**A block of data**
_____

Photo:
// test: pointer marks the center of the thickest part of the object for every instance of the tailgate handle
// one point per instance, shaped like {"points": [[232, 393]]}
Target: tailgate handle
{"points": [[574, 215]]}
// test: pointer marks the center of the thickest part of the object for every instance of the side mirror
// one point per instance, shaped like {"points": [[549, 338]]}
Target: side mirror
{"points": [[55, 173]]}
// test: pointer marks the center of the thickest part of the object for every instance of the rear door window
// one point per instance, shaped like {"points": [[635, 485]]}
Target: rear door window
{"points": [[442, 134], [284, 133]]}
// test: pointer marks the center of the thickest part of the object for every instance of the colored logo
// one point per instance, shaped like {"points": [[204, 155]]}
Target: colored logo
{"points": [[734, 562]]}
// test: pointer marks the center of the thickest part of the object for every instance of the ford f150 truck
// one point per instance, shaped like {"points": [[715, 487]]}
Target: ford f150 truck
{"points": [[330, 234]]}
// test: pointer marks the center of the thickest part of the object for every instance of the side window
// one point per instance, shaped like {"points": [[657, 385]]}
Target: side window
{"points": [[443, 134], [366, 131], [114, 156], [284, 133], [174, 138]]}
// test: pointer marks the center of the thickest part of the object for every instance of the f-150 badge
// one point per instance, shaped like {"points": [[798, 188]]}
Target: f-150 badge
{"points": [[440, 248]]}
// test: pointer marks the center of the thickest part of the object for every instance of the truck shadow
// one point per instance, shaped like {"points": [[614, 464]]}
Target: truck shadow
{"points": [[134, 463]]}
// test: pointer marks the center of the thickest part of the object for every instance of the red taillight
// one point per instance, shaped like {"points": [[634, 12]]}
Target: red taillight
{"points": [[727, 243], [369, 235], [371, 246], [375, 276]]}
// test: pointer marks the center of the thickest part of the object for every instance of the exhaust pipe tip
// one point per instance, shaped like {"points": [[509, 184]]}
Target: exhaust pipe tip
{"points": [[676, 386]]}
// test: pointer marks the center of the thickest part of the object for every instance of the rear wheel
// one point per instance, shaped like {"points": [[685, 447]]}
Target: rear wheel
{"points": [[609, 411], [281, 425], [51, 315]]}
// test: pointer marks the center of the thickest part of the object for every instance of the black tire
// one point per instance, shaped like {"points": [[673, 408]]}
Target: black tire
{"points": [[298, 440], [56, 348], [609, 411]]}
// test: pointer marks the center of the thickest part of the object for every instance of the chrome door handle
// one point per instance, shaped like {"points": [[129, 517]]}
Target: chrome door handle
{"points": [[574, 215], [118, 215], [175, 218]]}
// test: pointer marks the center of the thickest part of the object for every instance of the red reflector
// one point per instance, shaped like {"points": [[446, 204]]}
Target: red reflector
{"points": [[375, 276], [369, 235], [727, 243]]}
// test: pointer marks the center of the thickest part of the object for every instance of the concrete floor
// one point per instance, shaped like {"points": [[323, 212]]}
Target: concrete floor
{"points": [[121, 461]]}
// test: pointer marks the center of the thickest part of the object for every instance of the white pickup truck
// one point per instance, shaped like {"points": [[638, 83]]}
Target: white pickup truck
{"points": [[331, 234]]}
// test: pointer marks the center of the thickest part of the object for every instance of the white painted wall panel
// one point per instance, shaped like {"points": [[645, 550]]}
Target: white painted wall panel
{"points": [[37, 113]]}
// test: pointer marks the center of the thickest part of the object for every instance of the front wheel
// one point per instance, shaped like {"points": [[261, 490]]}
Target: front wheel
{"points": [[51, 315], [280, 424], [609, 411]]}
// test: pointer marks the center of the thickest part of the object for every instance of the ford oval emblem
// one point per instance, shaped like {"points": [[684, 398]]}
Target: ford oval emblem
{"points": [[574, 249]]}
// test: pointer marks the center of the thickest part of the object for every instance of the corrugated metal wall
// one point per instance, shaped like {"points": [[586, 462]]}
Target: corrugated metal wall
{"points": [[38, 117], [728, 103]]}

_____

**Problem description**
Update the data above by replacing every occurrence of "thickest part" with "widest part" and leaving everything else unchanged.

**Written reply**
Photo:
// test: pointer marks the center of the widest part of the object for every instance of the tailgate handle
// one point per instance, shaped like {"points": [[232, 393]]}
Target: tailgate handle
{"points": [[574, 215]]}
// test: pointer marks the center of the widest part of the object for every instance of the side mirror
// one point per instance, shaped like {"points": [[549, 338]]}
Target: side mirror
{"points": [[55, 173]]}
// test: pointer marks the center of the widest part of the object for every instance of the rear door window
// one point per instance, shaped like {"points": [[635, 485]]}
Target: rear door window
{"points": [[442, 134], [284, 133]]}
// test: pointer marks the center of the widest part of the object for every instance of the colored logo
// one point per instance, shaped like {"points": [[204, 155]]}
Target: colored logo
{"points": [[734, 562]]}
// test: pointer marks the center of the widest part of the object for every instance of the ford f150 truck
// one point per instance, shaped like {"points": [[715, 487]]}
Target: ford f150 truck
{"points": [[330, 234]]}
// test: pointer marks the center of the widest part of the object for every instance of the side window
// one point per instance, shaped like {"points": [[657, 385]]}
Target: side window
{"points": [[443, 134], [366, 131], [114, 156], [284, 133], [174, 138]]}
// test: pointer marks the center of the widest part of the object for every instance of the f-150 badge
// one point per instance, shaped like {"points": [[798, 188]]}
Target: f-150 badge
{"points": [[440, 248]]}
// test: pointer marks the center of the widest part of the object for every instance of the truck shadow
// one point per instance, shaped like {"points": [[614, 464]]}
Target: truck shadow
{"points": [[134, 463]]}
// test: pointer marks the center of the widest part of the object for every instance of the red taillight
// one point per instance, shaped like {"points": [[634, 12]]}
Target: red taillight
{"points": [[727, 243], [369, 235], [371, 246], [375, 276]]}
// test: pointer marks the center of the widest part of the object for every instance of the exhaust pipe tip
// one point per instance, shaped like {"points": [[509, 184]]}
Target: exhaust pipe tip
{"points": [[676, 386]]}
// test: pointer marks the center of the widest part of the object for every instance of the rear wheel
// one point per instance, shaped like {"points": [[685, 447]]}
Target: rear wheel
{"points": [[609, 411], [281, 425], [51, 315]]}
// test: pointer marks the center of the widest part of the object for every instance of the black tire
// one point per instance, shaped like {"points": [[673, 408]]}
Target: black tire
{"points": [[298, 440], [56, 348], [609, 411]]}
// test: pointer marks the center of the widest part of the object for every instance of the chrome door handle
// one point per instance, shaped like {"points": [[129, 517]]}
Target: chrome door handle
{"points": [[574, 215], [118, 215], [175, 218]]}
// test: pointer marks the center of the widest part of the object for every instance of the red reflector
// one point per instance, shaped like {"points": [[446, 204]]}
Target: red reflector
{"points": [[375, 276], [369, 235], [727, 243]]}
// test: pointer marks the center of the widest part of the object for every instance of the concrete floor
// one point per instance, shaped like {"points": [[323, 212]]}
Target: concrete floor
{"points": [[121, 461]]}
// test: pointer marks the center of the widest part of the object for every instance of the white pickup truck
// one point per instance, shaped like {"points": [[638, 83]]}
Target: white pickup truck
{"points": [[331, 234]]}
// test: pointer marks the center of the widest part of the object for every instance of the white painted wall panel
// one point per instance, shaped like {"points": [[645, 550]]}
Target: white painted wall panel
{"points": [[37, 113]]}
// test: pointer marks the center of the widest part of the object for every instance of the front wheel
// one point per instance, shaped like {"points": [[261, 490]]}
Target: front wheel
{"points": [[51, 315], [280, 424], [609, 411]]}
// test: pointer marks the center of the widest part of the object for every instance of the ford oval emblem
// one point per instance, shaped like {"points": [[684, 398]]}
Target: ford oval emblem
{"points": [[574, 249]]}
// test: pointer marks the center of the widest part of the object for every instance of the corrugated metal wall
// one point per instance, shaped like {"points": [[586, 462]]}
Target: corrugated metal wall
{"points": [[38, 117], [728, 103]]}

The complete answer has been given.